**Requirements**
Repeat, exactly and completely, the entries shown underneath.

**Source material**
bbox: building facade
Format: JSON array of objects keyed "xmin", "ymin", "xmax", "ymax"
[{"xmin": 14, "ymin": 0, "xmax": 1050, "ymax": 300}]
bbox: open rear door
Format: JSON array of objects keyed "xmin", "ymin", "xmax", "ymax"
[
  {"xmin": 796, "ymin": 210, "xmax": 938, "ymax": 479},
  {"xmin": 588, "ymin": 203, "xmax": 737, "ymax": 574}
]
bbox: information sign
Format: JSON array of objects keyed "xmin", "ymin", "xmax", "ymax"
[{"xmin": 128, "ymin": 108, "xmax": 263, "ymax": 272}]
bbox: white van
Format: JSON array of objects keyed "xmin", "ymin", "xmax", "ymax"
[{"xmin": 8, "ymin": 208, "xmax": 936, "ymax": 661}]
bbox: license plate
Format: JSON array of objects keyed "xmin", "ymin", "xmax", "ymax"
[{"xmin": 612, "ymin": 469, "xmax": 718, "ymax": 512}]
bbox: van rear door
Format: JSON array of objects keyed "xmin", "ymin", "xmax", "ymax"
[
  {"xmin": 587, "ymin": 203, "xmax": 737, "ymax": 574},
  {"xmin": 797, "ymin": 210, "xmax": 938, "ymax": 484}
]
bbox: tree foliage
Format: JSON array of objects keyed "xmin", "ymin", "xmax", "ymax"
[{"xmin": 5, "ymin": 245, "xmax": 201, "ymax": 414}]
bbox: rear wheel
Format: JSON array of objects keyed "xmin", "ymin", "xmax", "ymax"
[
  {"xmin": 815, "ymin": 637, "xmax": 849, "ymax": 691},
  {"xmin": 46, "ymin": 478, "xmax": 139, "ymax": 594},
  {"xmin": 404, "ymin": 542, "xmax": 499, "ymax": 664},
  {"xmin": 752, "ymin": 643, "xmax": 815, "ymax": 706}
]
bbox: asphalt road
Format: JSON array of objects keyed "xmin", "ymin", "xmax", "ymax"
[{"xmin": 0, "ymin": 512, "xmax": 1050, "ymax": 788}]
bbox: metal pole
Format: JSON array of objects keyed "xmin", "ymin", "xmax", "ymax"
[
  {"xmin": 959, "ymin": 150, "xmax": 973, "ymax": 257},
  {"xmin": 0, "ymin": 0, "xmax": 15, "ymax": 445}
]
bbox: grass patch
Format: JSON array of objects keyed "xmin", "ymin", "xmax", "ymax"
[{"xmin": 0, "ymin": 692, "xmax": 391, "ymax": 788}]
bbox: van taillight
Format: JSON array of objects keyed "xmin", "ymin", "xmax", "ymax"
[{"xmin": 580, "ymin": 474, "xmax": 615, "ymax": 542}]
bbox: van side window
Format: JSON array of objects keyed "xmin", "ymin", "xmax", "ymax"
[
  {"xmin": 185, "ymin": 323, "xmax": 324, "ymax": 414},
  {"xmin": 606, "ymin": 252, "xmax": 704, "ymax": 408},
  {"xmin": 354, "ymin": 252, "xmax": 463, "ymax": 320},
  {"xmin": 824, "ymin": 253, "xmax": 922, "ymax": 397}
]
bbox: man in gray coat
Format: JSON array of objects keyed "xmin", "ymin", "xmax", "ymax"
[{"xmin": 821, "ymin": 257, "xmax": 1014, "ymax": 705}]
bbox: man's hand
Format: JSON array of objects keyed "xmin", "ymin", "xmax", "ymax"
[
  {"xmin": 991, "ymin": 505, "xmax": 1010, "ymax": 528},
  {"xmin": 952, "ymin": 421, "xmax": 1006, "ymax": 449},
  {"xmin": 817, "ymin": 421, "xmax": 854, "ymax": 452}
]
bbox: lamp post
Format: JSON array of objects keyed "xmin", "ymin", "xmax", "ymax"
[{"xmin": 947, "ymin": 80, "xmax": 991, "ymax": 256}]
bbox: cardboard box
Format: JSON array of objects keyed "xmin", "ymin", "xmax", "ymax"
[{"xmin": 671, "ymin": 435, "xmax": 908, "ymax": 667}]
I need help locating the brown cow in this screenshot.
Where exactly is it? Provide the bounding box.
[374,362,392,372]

**Full answer**
bbox: building facade
Format: JSON array of objects keyed "xmin", "ymin", "xmax", "ymax"
[{"xmin": 14, "ymin": 0, "xmax": 1050, "ymax": 300}]
bbox: open rear door
Format: JSON array of objects keyed "xmin", "ymin", "xmax", "ymax"
[
  {"xmin": 796, "ymin": 210, "xmax": 938, "ymax": 479},
  {"xmin": 588, "ymin": 203, "xmax": 737, "ymax": 574}
]
bbox: information sign
Format: JSON array of objects keyed "xmin", "ymin", "xmax", "ymax"
[{"xmin": 128, "ymin": 108, "xmax": 263, "ymax": 272}]
bbox: white van
Format: JSON array of objects keyed "xmin", "ymin", "xmax", "ymax"
[{"xmin": 8, "ymin": 208, "xmax": 936, "ymax": 661}]
bbox: license plate
Format: JSON array of objects keyed "xmin", "ymin", "xmax", "ymax"
[{"xmin": 612, "ymin": 469, "xmax": 718, "ymax": 512}]
bbox: van rear door
Format: JSON array of objects keyed "xmin", "ymin", "xmax", "ymax"
[
  {"xmin": 587, "ymin": 203, "xmax": 737, "ymax": 574},
  {"xmin": 797, "ymin": 210, "xmax": 938, "ymax": 484}
]
bbox: tree foliage
Format: JSON array of objects keyed "xmin", "ymin", "xmax", "ymax"
[{"xmin": 5, "ymin": 245, "xmax": 201, "ymax": 414}]
bbox: rear wheel
Format: JSON array of objects keyed "xmin", "ymin", "xmax", "ymax"
[
  {"xmin": 815, "ymin": 637, "xmax": 849, "ymax": 691},
  {"xmin": 46, "ymin": 478, "xmax": 139, "ymax": 594},
  {"xmin": 404, "ymin": 542, "xmax": 499, "ymax": 664},
  {"xmin": 752, "ymin": 643, "xmax": 815, "ymax": 706}
]
bbox: asphalt road
Format: JSON array of objects keyed "xmin", "ymin", "xmax", "ymax"
[{"xmin": 0, "ymin": 512, "xmax": 1050, "ymax": 788}]
bbox: metal pole
Format: JSON array of objects keyed "xmin", "ymin", "xmax", "ymax"
[
  {"xmin": 959, "ymin": 150, "xmax": 973, "ymax": 257},
  {"xmin": 0, "ymin": 0, "xmax": 15, "ymax": 445}
]
bbox: grass patch
Format: JSON array of objects keyed "xmin", "ymin", "xmax", "ymax"
[{"xmin": 0, "ymin": 692, "xmax": 391, "ymax": 788}]
bbox: van taillight
Format: JSON array of objects keyed "xmin", "ymin", "xmax", "ymax"
[{"xmin": 580, "ymin": 474, "xmax": 615, "ymax": 542}]
bbox: van side window
Format: JSON array of objects keyed "xmin", "ymin", "xmax", "ymax"
[
  {"xmin": 185, "ymin": 323, "xmax": 324, "ymax": 414},
  {"xmin": 606, "ymin": 252, "xmax": 704, "ymax": 408},
  {"xmin": 354, "ymin": 252, "xmax": 463, "ymax": 320},
  {"xmin": 824, "ymin": 253, "xmax": 922, "ymax": 397}
]
bbox: man in gray coat
Format: JSON array of objects keyed "xmin", "ymin", "xmax", "ymax"
[{"xmin": 821, "ymin": 257, "xmax": 1014, "ymax": 705}]
bbox: man's hand
Format: JSON array of objects keyed "xmin", "ymin", "xmax", "ymax"
[
  {"xmin": 991, "ymin": 505, "xmax": 1010, "ymax": 528},
  {"xmin": 952, "ymin": 421, "xmax": 1006, "ymax": 449},
  {"xmin": 817, "ymin": 421, "xmax": 854, "ymax": 452}
]
bbox: lamp post
Format: JSON array of objects keyed "xmin", "ymin", "xmax", "ymax"
[{"xmin": 947, "ymin": 80, "xmax": 991, "ymax": 256}]
bbox: cardboard box
Format: JSON array of objects keyed "xmin", "ymin", "xmax", "ymax"
[{"xmin": 671, "ymin": 435, "xmax": 908, "ymax": 667}]
I need help locating the brown cow in this screenshot.
Where exactly is it? Provide the bounding box.
[374,362,392,372]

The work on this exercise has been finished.